* **YOUR TASK**
Count the lines in the entries below that contain the word "green". Reply with the number only.

* **GIVEN RECORDS**
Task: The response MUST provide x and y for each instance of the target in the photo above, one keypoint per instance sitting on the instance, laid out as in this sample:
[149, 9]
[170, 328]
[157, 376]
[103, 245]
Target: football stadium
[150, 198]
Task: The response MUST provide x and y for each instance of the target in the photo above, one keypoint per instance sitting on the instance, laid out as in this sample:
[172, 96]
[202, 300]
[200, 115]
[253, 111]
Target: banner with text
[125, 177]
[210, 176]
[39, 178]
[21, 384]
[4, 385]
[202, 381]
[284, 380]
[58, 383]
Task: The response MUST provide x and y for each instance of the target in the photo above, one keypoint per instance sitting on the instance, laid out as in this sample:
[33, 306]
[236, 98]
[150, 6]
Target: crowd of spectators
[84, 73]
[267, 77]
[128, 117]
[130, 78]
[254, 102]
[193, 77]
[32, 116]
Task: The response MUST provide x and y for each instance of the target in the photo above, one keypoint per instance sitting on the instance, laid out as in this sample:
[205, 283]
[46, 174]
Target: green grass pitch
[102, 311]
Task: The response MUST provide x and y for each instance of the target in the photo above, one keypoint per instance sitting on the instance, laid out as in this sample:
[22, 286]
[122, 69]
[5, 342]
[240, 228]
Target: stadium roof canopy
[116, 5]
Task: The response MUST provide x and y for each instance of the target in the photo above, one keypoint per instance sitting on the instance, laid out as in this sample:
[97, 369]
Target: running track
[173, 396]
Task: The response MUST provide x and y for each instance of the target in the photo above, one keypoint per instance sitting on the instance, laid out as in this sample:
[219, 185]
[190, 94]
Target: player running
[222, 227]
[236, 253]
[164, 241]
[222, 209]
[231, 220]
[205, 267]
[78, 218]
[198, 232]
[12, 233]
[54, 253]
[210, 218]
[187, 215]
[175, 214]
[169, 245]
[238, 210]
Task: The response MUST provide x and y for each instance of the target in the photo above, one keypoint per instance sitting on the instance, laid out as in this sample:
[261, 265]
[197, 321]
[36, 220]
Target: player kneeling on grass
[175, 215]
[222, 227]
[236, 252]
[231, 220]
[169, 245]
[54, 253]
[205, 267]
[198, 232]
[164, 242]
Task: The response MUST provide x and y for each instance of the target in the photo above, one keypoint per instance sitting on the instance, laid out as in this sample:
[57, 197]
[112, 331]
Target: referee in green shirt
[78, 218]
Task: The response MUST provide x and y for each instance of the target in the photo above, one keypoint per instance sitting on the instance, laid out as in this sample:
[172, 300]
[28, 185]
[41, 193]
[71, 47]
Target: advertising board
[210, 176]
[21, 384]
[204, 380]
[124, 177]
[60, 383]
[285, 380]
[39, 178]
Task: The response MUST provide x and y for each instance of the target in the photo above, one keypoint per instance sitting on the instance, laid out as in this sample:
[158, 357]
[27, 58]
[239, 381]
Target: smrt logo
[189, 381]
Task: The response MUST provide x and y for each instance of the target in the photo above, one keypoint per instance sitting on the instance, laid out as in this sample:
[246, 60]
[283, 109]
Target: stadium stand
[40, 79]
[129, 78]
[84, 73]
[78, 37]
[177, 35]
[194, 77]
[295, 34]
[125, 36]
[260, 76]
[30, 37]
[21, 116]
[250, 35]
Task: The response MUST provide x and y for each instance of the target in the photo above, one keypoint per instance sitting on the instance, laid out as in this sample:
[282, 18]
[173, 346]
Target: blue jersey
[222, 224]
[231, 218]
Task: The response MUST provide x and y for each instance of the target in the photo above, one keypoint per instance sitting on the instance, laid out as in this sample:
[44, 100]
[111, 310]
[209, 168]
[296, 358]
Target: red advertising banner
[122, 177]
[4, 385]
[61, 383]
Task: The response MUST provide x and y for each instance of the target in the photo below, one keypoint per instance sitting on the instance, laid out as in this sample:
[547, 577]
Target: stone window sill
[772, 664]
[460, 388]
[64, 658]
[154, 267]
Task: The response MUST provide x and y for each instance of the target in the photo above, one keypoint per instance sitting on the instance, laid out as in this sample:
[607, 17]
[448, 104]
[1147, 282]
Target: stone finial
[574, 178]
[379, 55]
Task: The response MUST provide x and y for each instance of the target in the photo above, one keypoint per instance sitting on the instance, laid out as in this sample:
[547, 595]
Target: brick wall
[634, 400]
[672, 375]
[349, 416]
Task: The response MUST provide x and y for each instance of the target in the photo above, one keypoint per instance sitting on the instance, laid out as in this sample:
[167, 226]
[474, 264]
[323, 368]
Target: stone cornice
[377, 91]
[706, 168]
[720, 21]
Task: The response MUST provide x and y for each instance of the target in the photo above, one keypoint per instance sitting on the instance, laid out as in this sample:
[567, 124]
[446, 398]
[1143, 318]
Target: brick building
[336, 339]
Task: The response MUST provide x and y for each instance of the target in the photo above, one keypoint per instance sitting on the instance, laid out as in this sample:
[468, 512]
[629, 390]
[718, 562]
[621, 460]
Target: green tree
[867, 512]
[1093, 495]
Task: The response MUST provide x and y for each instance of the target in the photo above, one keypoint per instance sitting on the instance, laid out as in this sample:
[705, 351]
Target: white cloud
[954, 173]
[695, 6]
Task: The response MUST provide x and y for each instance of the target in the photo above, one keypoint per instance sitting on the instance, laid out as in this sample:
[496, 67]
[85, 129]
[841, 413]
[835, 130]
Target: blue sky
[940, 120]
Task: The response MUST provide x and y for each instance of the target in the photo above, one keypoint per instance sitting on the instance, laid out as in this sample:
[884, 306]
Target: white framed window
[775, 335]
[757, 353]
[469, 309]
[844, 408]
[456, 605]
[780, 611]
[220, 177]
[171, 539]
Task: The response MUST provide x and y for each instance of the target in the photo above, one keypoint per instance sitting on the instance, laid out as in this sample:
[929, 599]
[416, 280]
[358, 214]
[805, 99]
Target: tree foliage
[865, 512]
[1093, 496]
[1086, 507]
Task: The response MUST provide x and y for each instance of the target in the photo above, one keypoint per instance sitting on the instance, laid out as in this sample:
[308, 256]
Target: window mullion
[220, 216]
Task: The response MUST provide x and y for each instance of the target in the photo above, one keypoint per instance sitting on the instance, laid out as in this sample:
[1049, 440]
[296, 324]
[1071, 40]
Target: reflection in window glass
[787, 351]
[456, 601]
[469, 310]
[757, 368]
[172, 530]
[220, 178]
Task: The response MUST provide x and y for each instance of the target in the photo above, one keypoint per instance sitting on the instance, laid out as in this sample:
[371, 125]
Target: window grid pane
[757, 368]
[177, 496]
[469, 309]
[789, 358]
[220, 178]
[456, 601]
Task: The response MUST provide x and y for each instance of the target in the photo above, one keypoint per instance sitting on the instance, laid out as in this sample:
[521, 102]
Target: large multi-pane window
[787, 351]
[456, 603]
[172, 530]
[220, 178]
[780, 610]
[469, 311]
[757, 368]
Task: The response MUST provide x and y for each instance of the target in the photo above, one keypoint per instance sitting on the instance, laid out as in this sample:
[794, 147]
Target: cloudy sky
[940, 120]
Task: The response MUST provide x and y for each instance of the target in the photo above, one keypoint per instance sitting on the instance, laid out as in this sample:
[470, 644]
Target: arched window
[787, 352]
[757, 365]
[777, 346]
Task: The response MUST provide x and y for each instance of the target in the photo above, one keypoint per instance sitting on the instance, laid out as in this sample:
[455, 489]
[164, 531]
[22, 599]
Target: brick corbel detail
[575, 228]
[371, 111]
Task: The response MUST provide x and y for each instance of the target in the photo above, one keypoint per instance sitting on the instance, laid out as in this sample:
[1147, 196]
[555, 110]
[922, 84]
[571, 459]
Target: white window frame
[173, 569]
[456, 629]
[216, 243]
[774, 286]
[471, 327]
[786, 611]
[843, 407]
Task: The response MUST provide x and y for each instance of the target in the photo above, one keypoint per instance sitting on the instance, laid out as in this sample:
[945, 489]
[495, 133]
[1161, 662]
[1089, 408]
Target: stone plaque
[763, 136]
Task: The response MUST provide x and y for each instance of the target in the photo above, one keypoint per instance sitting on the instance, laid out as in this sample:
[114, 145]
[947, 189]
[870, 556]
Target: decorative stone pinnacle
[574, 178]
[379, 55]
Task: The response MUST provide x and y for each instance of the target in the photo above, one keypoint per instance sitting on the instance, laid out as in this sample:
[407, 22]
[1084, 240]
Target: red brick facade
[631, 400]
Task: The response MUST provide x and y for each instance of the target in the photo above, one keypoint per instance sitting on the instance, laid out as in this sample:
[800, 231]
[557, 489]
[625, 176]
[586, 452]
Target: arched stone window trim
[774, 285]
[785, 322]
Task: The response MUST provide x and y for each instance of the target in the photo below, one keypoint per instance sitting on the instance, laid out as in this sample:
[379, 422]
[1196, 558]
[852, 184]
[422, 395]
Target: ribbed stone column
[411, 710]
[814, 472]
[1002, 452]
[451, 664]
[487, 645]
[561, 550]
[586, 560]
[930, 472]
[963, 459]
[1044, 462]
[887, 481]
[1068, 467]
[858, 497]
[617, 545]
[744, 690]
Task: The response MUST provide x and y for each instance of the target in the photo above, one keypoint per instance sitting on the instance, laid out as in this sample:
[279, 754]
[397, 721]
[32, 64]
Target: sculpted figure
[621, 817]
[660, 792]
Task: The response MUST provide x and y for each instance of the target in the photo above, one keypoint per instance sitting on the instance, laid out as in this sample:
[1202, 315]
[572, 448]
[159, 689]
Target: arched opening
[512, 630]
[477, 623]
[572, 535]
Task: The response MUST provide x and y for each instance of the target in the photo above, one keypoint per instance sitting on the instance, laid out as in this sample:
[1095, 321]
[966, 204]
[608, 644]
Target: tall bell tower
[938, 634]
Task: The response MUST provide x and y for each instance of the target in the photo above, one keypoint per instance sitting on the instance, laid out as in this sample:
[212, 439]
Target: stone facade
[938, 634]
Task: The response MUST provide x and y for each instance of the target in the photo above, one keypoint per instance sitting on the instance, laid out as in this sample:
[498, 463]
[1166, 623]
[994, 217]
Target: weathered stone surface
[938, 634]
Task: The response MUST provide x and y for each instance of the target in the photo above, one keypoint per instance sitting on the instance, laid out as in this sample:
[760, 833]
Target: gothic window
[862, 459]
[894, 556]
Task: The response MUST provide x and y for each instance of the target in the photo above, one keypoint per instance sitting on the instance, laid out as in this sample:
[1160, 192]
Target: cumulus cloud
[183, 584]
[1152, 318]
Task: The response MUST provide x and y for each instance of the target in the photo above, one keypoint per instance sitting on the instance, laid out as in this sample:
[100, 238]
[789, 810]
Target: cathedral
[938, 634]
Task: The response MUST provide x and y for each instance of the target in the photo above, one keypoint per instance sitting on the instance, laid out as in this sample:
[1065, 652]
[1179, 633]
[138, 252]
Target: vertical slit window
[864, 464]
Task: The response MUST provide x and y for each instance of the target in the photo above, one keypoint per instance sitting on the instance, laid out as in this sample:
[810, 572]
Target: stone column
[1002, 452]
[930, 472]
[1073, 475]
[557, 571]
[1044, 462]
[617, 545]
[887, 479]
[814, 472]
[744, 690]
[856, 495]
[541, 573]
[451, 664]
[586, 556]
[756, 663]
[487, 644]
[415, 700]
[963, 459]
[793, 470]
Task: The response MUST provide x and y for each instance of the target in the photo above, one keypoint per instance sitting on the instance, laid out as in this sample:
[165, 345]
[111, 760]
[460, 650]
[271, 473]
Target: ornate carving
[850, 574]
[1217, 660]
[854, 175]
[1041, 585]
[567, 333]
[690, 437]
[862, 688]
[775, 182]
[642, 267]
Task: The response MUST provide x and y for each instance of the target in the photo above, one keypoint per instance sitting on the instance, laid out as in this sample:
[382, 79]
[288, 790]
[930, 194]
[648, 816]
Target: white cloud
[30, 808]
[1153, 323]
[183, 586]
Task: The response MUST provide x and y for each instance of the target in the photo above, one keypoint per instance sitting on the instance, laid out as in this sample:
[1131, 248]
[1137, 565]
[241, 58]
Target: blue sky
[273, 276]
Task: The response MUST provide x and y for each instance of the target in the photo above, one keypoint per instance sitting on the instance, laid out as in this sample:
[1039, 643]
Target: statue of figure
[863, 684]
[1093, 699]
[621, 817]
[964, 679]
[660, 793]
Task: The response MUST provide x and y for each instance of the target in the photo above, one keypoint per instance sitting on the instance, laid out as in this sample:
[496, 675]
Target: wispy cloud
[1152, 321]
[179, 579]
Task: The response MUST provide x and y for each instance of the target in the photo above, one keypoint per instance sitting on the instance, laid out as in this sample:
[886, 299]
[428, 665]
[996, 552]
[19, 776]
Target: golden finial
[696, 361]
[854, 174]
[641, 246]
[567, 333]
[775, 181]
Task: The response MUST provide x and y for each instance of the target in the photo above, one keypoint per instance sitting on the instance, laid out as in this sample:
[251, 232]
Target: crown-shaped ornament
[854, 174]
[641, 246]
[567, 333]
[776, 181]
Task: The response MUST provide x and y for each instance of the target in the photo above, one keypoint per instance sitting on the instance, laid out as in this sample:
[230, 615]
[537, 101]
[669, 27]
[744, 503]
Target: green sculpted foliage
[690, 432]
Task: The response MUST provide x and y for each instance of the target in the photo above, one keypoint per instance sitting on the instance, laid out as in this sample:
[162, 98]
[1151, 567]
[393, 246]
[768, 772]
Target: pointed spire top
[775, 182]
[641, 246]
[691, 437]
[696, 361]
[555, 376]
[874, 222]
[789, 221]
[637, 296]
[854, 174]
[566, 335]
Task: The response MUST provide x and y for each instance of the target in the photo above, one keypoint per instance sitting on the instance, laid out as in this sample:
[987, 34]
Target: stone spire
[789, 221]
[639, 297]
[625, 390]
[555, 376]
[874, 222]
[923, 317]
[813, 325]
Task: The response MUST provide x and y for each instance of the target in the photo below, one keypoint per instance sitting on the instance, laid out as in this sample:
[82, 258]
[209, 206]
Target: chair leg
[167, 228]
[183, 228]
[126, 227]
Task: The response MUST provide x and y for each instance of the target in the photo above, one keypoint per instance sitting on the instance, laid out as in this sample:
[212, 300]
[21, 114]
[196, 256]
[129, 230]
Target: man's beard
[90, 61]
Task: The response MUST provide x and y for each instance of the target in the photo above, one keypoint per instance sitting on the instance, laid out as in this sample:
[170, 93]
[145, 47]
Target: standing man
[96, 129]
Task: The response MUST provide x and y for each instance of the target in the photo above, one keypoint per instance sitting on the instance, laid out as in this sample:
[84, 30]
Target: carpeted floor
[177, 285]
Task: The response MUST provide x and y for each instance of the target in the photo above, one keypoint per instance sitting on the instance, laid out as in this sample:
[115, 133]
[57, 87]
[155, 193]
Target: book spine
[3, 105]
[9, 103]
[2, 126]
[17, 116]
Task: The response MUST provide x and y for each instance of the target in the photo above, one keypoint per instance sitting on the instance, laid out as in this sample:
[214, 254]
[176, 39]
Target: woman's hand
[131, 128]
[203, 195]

* **RIGHT ANSWER**
4